■ Problem statement:
Extract the full set of records that follows, word for word.

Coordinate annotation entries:

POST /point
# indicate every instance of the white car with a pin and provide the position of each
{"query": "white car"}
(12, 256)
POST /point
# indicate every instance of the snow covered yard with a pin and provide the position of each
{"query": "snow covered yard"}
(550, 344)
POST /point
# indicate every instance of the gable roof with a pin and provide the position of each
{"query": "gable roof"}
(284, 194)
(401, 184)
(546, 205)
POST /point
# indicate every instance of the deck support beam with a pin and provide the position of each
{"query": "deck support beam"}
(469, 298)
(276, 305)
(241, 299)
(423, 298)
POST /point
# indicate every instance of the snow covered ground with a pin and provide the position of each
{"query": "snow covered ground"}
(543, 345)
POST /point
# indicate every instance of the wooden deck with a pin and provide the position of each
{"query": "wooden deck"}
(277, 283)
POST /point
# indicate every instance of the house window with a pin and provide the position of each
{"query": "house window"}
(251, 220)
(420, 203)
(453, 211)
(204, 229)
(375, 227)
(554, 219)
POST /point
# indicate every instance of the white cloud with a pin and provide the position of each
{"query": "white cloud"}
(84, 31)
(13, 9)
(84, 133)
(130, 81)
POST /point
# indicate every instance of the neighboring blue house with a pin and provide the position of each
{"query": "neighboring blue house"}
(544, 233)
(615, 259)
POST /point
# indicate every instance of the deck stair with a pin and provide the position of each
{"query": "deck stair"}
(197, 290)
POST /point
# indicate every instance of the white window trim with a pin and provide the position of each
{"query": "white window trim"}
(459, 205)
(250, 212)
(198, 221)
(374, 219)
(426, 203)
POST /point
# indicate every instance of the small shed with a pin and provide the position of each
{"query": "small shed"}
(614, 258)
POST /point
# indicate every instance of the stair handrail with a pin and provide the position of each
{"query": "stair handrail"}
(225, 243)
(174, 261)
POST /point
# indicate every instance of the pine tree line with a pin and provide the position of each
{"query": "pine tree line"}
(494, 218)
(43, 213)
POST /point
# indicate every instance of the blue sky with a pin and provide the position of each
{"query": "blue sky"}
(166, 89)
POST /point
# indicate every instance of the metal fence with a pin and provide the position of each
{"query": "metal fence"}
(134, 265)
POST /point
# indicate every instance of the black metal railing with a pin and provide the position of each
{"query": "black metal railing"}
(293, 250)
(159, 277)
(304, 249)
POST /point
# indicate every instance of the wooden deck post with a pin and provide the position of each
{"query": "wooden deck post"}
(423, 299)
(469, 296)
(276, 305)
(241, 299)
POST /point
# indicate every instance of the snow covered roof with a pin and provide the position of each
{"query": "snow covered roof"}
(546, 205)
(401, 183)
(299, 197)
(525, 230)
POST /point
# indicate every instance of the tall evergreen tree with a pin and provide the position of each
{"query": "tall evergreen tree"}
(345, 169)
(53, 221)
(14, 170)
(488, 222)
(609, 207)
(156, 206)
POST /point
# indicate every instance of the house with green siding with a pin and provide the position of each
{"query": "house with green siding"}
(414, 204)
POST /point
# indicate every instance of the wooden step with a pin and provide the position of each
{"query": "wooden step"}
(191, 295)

■ Answer in full:
POST /point
# indicate every instance of the white car with a pin and provide the position of each
{"query": "white car"}
(12, 256)
POST /point
# indicate every instance of the snow covered yard with a pin and provide the position of each
{"query": "snow covered yard"}
(550, 344)
POST /point
# indicate every instance of the gable roof with a pin and provide the position of each
{"query": "gable roof"}
(284, 194)
(401, 184)
(546, 205)
POST /point
# indicate every instance of the deck support beam with a pin and provide the position of each
{"query": "deck support beam"}
(469, 298)
(276, 305)
(241, 299)
(423, 298)
POST /point
# indicate every instance of the snow covered ground with a pin and provide the position of each
{"query": "snow covered ground"}
(543, 345)
POST /point
# indicate every instance of the wooden deck with a pin and provide the position of each
{"query": "wooden deck"}
(277, 283)
POST /point
# indicate every instance of the house window with a pin and provide the position of each
{"query": "house window"}
(251, 220)
(420, 203)
(453, 211)
(204, 229)
(375, 227)
(554, 219)
POST /point
# indicate every instance of the white cloud with a pin and provide the position of each
{"query": "white cloud"}
(84, 31)
(13, 9)
(84, 133)
(130, 81)
POST /point
# indicate every instance of the neighboring blue house with a pin and provide the position of each
{"query": "neighboring blue house"}
(544, 233)
(615, 259)
POST /point
# indicate every instance of the deck stair with a pin and provide the position of each
{"query": "deck stair"}
(197, 290)
POST /point
# indicate every instance of the white window trim with a pin and provide the position of each
{"query": "white window trim"}
(459, 205)
(250, 212)
(198, 221)
(374, 219)
(426, 203)
POST /point
# indicate every instance of the small shed with a pin and provide the position of each
{"query": "small shed"}
(614, 258)
POST /point
# indicate every instance of the stair handrail with a pin and provide the position of each
{"query": "stair handrail"}
(225, 243)
(174, 261)
POST /point
# indicate every instance of the pine tree line with a pin and provide the position of each
{"query": "pine tree line"}
(494, 218)
(43, 213)
POST /point
# indicate every instance of the blue sky with a pin and provide the position of each
{"query": "blue sky"}
(166, 89)
POST /point
# indicate every instance of the metal fence with a pin and provide the position of each
{"query": "metal fence"}
(134, 265)
POST /point
# indicate every instance of the black metal railing with a pin and provide the position of each
{"query": "black metal railing"}
(293, 250)
(159, 277)
(304, 249)
POST /point
# indicate every instance of the wooden deck post with a pin and provide the position of each
{"query": "wooden deck post"}
(423, 299)
(469, 296)
(276, 305)
(241, 299)
POST /point
# indicate every instance of the snow covered roof with a pin and provide the position of each
{"query": "snow covered roof"}
(546, 205)
(401, 183)
(299, 197)
(525, 230)
POST /point
# indicate every instance of the tall evergreen tree with a pin and provide the position of each
{"query": "tall evergreen tree"}
(345, 169)
(53, 221)
(14, 170)
(488, 222)
(609, 207)
(156, 206)
POST /point
# indicate every instance of the house with green siding with a pin and provide the position of each
{"query": "house with green siding"}
(414, 204)
POST /point
# indicate every instance of the wooden step with a pin and provide the position of each
{"query": "wooden step"}
(191, 295)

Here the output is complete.